____ Source document

Fountain in Piazza della Rotonda, Rome, Italy

The Fontana del Pantheon (English: Fountain of the Pantheon) was commissioned by Pope Gregory XIII and is located in the Piazza della Rotonda, Rome, in front of the Roman Pantheon. It was designed by Giacomo Della Porta in 1575 and sculpted out of marble by Leonardo Sormani.

==History==
In 1711, Pope Clement XI requested that the fountain be modified and had Filippo Barigioni design a new layout, which included a different basin, made of stone, and the Macuteo obelisk, created during the period of Ramses II, set in the centre on a plinth with four dolphins decorating the base.

In 1886, the original marble figures were removed, and replaced with copies by Luigi Amici. Today, the originals can be seen in the Museum of Rome.

________
____ Supplied material

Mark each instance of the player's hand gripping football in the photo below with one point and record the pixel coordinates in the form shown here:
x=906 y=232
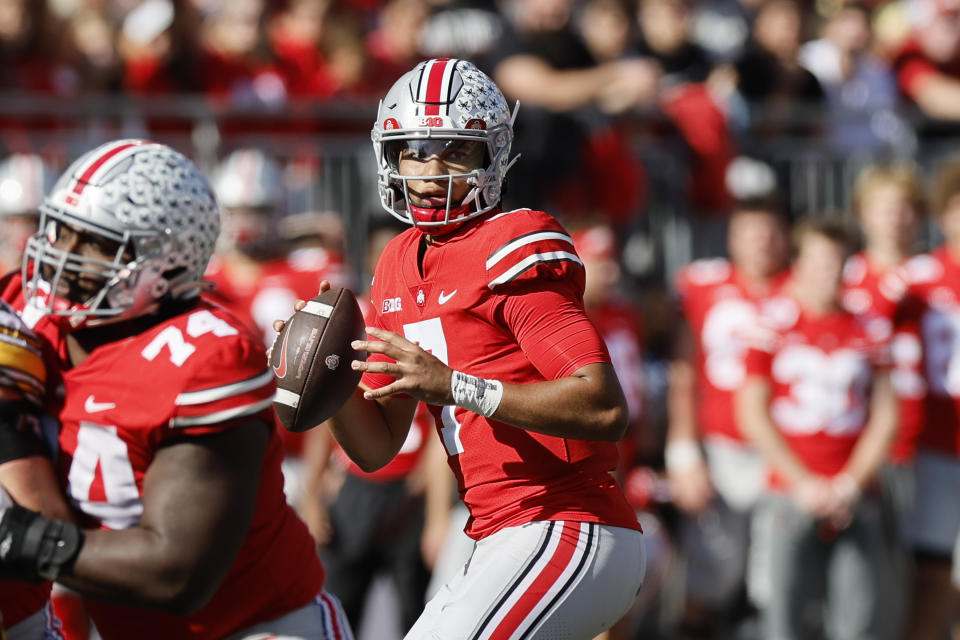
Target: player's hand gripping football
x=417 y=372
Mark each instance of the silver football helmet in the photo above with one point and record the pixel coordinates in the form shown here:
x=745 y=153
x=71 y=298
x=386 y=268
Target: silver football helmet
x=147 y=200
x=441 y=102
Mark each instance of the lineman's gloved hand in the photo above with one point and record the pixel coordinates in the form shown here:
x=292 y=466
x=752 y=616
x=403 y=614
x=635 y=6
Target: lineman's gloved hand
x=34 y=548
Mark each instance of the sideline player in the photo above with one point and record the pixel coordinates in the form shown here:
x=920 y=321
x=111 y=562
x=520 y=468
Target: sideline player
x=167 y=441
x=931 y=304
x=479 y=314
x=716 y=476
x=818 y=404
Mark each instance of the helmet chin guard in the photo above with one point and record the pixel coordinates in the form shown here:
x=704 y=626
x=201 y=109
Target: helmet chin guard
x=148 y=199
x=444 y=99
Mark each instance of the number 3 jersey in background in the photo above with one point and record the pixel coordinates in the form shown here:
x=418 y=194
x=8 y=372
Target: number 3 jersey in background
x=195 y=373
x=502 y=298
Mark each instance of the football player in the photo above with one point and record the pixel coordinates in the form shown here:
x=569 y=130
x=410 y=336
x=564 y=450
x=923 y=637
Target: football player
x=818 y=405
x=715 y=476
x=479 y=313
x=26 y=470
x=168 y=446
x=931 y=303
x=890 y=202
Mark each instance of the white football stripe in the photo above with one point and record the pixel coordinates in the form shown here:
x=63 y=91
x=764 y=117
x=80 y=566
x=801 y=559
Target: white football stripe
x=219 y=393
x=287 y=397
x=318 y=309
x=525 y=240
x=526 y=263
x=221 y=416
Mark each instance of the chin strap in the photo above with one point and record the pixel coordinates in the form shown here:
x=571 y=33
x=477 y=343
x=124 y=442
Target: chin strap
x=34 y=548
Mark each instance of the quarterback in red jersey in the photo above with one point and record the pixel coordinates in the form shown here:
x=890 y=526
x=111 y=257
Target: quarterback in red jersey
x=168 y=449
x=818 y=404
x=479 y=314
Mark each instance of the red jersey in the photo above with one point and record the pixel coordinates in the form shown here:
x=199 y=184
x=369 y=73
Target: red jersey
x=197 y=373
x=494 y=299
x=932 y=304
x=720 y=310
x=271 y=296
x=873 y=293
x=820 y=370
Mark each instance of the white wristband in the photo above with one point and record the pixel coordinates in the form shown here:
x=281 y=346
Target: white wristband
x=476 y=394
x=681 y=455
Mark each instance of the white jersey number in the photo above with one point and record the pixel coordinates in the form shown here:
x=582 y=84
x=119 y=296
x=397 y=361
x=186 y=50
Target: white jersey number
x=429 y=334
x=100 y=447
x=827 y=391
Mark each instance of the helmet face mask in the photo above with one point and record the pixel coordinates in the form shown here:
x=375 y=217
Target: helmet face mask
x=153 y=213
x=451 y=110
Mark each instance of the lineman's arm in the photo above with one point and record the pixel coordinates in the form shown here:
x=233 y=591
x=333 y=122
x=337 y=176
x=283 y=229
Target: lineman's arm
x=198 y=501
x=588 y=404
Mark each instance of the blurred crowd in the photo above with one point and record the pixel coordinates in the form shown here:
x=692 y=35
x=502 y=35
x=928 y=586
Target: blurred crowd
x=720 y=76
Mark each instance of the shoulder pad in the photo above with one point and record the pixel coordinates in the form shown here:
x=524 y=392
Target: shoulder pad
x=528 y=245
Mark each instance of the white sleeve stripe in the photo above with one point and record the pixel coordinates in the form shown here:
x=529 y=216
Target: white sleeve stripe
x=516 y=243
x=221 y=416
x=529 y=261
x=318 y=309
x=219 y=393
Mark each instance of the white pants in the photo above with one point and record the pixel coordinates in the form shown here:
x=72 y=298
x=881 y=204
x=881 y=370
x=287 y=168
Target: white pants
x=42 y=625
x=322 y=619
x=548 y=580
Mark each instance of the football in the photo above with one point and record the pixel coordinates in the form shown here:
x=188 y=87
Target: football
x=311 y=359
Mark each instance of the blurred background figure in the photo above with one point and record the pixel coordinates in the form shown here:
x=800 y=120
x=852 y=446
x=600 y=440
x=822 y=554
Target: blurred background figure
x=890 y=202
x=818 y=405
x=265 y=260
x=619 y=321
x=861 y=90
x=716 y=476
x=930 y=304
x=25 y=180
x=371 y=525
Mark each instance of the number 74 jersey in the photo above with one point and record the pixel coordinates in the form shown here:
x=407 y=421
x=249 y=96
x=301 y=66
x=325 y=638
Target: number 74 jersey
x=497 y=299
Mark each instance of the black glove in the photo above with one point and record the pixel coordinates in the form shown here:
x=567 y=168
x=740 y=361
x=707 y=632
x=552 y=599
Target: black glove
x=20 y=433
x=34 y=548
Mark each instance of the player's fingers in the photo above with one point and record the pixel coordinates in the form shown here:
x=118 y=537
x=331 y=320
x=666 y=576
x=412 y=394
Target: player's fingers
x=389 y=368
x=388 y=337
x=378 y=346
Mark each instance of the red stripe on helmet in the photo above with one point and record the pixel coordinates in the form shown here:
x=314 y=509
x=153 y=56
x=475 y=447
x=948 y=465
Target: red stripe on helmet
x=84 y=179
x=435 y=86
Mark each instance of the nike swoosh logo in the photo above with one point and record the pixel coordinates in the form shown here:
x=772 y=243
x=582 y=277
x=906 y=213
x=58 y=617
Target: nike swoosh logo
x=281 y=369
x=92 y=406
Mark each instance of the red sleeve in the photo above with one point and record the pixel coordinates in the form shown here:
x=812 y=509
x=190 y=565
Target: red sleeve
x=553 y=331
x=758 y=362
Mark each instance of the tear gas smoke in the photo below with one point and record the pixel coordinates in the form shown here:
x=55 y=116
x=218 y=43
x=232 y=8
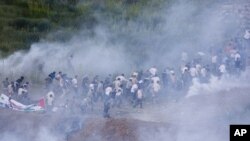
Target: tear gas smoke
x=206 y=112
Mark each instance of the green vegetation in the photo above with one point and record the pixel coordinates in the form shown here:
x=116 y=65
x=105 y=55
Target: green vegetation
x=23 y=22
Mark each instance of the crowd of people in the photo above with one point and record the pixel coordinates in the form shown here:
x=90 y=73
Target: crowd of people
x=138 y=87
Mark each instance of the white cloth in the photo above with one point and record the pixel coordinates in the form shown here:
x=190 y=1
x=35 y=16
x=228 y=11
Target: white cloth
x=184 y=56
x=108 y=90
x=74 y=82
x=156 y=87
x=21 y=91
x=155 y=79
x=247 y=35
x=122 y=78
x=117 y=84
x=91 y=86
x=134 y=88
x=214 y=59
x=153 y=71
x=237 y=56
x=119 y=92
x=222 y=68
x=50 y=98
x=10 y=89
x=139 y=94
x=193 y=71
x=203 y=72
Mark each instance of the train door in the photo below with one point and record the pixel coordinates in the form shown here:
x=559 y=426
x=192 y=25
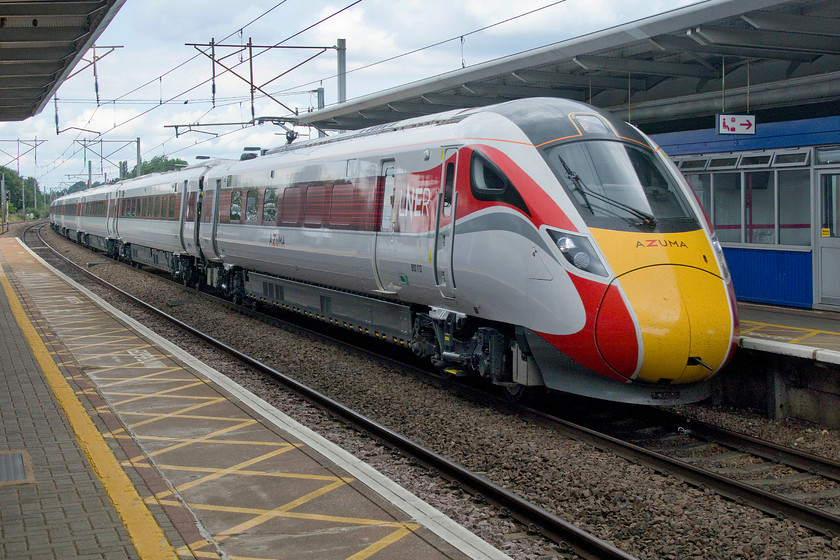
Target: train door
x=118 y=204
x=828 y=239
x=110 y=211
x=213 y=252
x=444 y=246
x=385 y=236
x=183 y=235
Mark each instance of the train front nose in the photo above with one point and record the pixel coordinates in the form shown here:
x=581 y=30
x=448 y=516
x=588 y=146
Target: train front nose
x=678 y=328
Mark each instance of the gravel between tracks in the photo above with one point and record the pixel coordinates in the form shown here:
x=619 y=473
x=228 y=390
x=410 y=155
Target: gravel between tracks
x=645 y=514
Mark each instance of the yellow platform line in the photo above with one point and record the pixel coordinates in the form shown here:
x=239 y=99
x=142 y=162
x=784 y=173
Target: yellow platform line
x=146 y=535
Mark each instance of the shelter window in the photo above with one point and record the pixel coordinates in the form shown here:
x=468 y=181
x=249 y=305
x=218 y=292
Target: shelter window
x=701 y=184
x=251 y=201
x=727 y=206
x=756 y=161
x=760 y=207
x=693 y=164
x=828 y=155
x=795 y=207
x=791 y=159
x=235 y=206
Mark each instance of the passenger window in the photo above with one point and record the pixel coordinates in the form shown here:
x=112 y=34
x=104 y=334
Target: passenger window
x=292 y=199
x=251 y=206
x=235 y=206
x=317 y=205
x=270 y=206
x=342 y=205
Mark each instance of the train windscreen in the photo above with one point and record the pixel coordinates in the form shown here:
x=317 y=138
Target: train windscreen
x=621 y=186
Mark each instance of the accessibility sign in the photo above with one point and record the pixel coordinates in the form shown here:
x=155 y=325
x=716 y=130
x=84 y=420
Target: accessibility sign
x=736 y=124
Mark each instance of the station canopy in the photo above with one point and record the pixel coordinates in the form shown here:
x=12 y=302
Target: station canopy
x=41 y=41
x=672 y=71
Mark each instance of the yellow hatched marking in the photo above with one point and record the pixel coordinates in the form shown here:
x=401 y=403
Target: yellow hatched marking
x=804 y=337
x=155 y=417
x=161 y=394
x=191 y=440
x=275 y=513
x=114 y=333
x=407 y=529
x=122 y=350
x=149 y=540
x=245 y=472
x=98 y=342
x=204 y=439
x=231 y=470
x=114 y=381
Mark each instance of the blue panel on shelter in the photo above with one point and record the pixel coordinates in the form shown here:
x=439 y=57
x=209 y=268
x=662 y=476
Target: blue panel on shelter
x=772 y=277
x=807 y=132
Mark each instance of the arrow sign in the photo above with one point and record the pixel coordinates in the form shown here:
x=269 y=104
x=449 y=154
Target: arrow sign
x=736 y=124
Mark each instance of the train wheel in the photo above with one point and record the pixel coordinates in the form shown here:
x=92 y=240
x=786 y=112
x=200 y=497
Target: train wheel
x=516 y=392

________
____ Supplied material

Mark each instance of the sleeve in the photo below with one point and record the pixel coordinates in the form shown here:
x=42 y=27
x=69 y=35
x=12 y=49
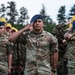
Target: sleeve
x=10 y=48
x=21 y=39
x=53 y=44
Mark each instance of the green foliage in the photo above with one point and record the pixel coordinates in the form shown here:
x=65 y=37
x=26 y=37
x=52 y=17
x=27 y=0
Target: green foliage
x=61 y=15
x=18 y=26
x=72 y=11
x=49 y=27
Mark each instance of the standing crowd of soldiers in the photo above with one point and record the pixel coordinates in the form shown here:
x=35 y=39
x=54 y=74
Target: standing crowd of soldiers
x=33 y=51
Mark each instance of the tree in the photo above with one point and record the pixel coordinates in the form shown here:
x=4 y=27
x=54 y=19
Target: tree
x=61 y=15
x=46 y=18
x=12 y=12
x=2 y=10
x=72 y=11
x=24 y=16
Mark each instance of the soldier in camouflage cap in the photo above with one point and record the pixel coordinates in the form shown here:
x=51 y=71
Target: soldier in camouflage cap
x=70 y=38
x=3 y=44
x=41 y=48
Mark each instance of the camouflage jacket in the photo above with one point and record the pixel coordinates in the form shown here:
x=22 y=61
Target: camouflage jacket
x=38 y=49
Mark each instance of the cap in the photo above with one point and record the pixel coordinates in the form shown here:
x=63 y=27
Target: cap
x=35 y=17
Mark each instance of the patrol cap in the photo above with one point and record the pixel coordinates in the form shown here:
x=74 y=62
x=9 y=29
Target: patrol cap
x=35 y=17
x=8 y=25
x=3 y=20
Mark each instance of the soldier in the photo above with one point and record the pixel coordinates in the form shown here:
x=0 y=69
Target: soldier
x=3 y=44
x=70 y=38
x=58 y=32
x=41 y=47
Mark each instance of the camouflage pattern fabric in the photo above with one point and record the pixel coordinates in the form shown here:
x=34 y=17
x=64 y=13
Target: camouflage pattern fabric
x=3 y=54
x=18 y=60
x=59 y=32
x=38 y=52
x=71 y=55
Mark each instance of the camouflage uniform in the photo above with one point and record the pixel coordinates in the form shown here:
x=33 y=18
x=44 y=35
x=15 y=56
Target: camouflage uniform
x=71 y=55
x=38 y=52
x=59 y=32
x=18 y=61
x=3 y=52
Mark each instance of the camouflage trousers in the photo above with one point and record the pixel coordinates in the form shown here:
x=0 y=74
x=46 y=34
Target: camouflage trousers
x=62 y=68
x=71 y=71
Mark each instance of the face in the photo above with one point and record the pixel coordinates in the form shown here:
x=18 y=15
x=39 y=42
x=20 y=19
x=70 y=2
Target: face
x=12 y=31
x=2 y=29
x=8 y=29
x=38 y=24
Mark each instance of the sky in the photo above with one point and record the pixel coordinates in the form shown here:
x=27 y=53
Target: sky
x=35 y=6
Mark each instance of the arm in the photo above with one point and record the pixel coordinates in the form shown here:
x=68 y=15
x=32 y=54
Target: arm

________
____ Supplied material

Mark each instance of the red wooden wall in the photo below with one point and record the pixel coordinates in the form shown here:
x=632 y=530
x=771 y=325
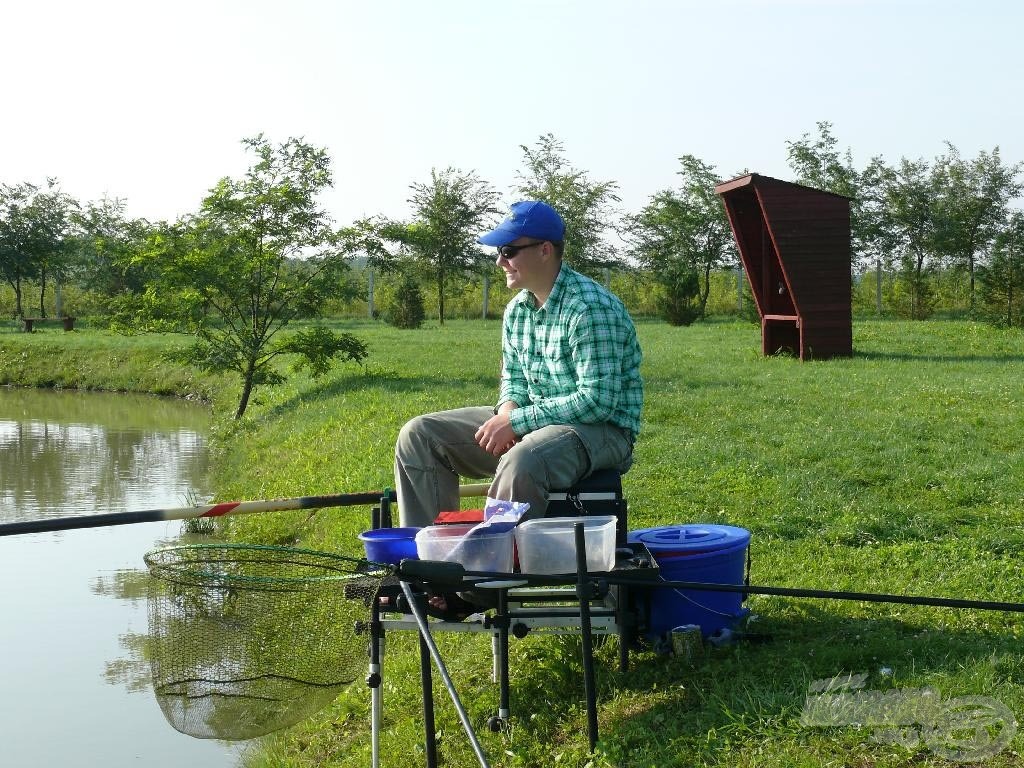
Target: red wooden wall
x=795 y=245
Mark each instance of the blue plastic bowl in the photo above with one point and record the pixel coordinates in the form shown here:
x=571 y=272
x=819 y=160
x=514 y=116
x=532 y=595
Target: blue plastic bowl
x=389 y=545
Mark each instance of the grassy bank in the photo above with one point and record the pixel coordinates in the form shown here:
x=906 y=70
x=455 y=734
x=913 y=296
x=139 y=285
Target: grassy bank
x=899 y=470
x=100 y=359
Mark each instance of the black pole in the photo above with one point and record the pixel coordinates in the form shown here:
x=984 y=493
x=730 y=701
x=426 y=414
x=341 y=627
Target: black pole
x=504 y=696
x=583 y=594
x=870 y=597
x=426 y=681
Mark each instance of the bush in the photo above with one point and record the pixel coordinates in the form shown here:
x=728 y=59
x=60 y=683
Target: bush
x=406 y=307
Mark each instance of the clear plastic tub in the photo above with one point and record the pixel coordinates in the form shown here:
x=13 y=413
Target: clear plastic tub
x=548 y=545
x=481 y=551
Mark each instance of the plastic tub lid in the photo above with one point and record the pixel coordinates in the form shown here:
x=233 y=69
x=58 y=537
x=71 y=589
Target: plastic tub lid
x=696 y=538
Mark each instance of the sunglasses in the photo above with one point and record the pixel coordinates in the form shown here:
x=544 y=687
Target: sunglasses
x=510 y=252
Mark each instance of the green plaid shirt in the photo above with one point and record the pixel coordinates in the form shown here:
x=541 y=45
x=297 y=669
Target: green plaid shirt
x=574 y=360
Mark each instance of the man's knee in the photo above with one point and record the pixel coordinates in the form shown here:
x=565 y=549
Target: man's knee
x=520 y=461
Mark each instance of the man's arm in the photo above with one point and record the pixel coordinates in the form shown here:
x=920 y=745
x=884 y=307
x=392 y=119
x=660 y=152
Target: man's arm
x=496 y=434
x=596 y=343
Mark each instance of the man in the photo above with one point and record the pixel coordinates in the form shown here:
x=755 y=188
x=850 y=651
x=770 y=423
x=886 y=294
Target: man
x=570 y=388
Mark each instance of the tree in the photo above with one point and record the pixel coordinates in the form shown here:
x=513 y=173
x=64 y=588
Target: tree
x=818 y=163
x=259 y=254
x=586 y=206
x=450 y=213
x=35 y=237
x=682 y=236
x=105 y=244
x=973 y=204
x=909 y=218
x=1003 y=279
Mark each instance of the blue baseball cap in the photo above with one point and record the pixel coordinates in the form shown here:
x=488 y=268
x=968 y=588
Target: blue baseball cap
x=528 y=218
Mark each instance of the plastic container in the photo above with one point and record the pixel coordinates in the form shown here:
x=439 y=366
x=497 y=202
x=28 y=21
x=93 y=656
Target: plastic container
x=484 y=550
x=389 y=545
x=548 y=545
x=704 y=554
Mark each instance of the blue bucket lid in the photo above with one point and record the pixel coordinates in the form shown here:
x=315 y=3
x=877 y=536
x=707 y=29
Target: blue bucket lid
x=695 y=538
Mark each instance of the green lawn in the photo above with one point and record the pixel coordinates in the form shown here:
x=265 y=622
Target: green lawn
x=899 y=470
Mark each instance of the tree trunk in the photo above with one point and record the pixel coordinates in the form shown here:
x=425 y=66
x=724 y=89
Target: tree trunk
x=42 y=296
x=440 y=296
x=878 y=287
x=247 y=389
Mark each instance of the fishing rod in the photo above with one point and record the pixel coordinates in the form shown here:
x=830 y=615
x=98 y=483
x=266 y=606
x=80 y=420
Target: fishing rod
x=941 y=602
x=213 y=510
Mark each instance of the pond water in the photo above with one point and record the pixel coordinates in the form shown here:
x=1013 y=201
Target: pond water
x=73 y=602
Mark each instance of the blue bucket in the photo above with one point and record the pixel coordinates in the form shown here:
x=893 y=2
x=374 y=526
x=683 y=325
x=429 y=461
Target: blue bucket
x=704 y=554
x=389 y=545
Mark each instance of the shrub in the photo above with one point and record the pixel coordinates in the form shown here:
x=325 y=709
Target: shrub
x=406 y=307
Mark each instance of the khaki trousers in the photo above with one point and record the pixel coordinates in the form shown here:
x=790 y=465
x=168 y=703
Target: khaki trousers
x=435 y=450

________

Instructions>
1) Using the passage on the Fontana del Pantheon, explain in one to three sentences why the marble figures now on the fountain are not the originals.
2) Continue the passage on the Fontana del Pantheon from its final sentence.
The records play no part in this work.

Written answers>
1) In 1886 the original marble figures were removed from the fountain and replaced with copies made by Luigi Amici. The originals are now in the Museum of Rome.

2)
Fontana del Pantheon served as a model for Francesco Robba's Robba fountain, which stands at Town Square in Ljubljana, the capital of Slovenia. It is one of the city's most recognisable symbols.

==Restoration==
In April 2018 James Pallotta offered to donate €230,000 towards the restoration the fountain and also the fontana dei Leoni in Piazza del Popolo.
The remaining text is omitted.